## [Problem set]
[1] From the Sorbet RBS comments page below, list the headline features of RBS.
[2] According to the Sorbet RBS comments page below, what is the near-sole upside of the comment-based syntax over sig syntax?
[3] Extend the Sorbet RBS comments page below, picking up right after its final sentence.

## [Given text]
☆ ☆ ☆ ☆ ☆ ☆ ☆
RBS Comments Support
Signature comments
This feature is experimental and might be changed or removed without notice. To enable it pass the
--enable-experimental-rbs-signaturesoption to Sorbet or add it to yoursorbet/config.
Sorbet has experimental support for comment-only type syntax, powered by RBS annotations.
The syntax looks like this:
#: (Integer) -> String
def foo(x)
T.reveal_type(x) # Revealed type: `Integer`
x.to_s
end
str = foo(42)
T.reveal_type(str) # Revealed type: `String`
This feature is powered by translating RBS comments to equivalent sig syntax.
For example, the previous example is similar to having written a sig directly:
sig { params(x: Integer).returns(String) }
def foo(x)
...
end
Caveats
Support for this feature is experimental, and we actively discourage depending on it for anything other than to offer feedback to the Sorbet developers.
There are numerous shortcomings of the comment-based syntax versus sig syntax.
By contrast, the near-sole upside is that the syntax is terser.
The comment-based syntax is second class
The comment-based syntax uses RBS syntax. RBS is an alternative annotation syntax for Ruby. The headline features of RBS:
- It’s the type annotation syntax blessed by the Ruby core team, and Matz in particular (the lead of the Ruby project).
- RBS supports certain enticing features, like method overloading and duck types.
- The syntax is terse.
- The Ruby distribution bundles a gem for parsing RBS annotations.
However, there are a number of problems which mean that RBS syntax has a second-class position in Sorbet:
RBS syntax does not match the semantics of Sorbet
Sorbet’s type annotation syntax evolved differently from the evolution of RBS syntax. Unfortunately, this difference is not syntax-deep: it affects the semantics of the types too.
Sure, there are similarities: both syntaxes offer a way to express union types, for example. But there are also semantic differences, and RBS syntax reflects these differences. Things which are possible to express in RBS syntax have no analogue in Sorbet and vice versa. Some examples:
- RBS supports duck typing via interfaces (different from Sorbet’s interfaces), but Sorbet does not support duck typing, by design.
- Sorbet treats Ruby’s
::Classas a generic class, allowing sophisticated class-level metaprogramming (abstracting over a class’s attached class). In turn, all class singleton classes are generic (T.class_of(...)[...]). RBS does not have syntax to represent this. - By extension, Sorbet allows singleton classes to declare their own generic type parameters (with type_template). This also cannot be translated from RBS for the same limitation with RBS’s singleton class type annotation.
- RBS supports literal value types. Sorbet does not.
Because of these differences, it’s reasonable to assume that a codebase wishing
to take full advantage of Sorbet’s unique features will eventually need to have
annotations that use sig syntax. The moment a method’s annotation needs to use
Sorbet-only syntax, the entire annotation needs to get rewritten—it’s not
possible to embed Sorbet-only syntax within the context of an RBS signature.
☆ ☆ ☆ ☆ ☆ ☆ ☆
## [Data]
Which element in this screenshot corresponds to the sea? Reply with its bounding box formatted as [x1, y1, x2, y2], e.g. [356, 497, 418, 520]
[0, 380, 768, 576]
☆ ☆ ☆ ☆ ☆ ☆ ☆
## [Responses per task]
[1]
- It's the type annotation syntax blessed by the Ruby core team, and Matz in particular (the lead of the Ruby project).
- RBS supports certain enticing features, like method overloading and duck types.
- The syntax is terse.
- The Ruby distribution bundles a gem for parsing RBS annotations.

[2] The syntax is terser.

[3]
While it is possible for RBS comment signatures to coexist with Sorbet sig
signatures, needing to flip between them adds development friction.
Sorbet has minimal influence over the evolution of RBS syntax
Sorbet continues to evolve its type syntax. For example, T.anything,
T::Class, and has_attached_class! are additions to Sorbet which arrived 6
years after Sorbet’s inception—Sorbet development is anything but stale!
Sorbet can adapt more quickly to the needs of Sorbet users by building on its own syntax. Historically, it has been difficult to advocate to adding RBS features that benefit Sorbet specifically.
Our belief is that syntax matters less than semantics; that “what’s possible to express in the type system” matters more than “how to express it.” Time spent bikeshedding syntax detracts from meaningful improvements to the type system.
IDE integration is more difficult
Sorbet’s type syntax doubles as Ruby syntax. Setting aside other benefits of reusing Ruby syntax for type annotations (e.g., runtime checking, no need to transpile, seamless integration with linters, etc.), Sorbet’s syntax integrates easily with existing editors.
There are a lot of features that come for free by reusing Ruby syntax:
Syntax highlighting
There are no plans to offer highlighting for RBS comment-based type annotations. They will be monochromatic, highlighted like comments (third-party extensions may offer such functionality).
Syntax error tolerance and recovery
The RBS comment parser does not recover from syntax errors. If there’s a syntax error in an RBS comment, Sorbet will ignore the entire
siguntil the error is fixed.Autocompletion
Without error tolerance, autocompletion support is unreliable.
In fairness, these are technical, implementation considerations, and thus could hope to improve one day. But they remain problems today.
Performance is worse
The chosen implementation for RBS annotations in comments is:
- Scan and parse the file, like normal.
- Using the parsed file contents, re-scan the file, looking for comments, because Sorbet does not feed parsed comments throughout its pipeline.
- Parse the RBS comments, using a third-party RBS parser, which manages memory allocations using it’s own internal data structures.
- Translate the parsed RBS types to equivalent Ruby ASTs, and splice those ASTs into the parse result.
- Allow Sorbet to continue, where signatures and type annotations will be analyzed later in the pipeline.
┌──────────────┐
│ scan+parse │
└──────┬───────┘
├──────────────────────────┐
│ ▼
│ ┌──────────────┐
│ │ scan again │
│ └──────┬───────┘
│ ▼
│ ┌─────────────┐
│ │ parse RBS │
│ └──────┬──────┘
│ ▼
│ ┌─────────────┐
│ │ translate │
│ └─────────────┘
├──────────────────────────┘
▼
┌────────────────┐
│ ingest types │
└────────────────┘
This implementation is simple, making it easy to verify correctness. The RBS
parser can be developed as a library and tested independently. As long as the
translation produces Sorbet ASTs equivalent to sig annotations that a user
would have written, ingesting the types will work correctly.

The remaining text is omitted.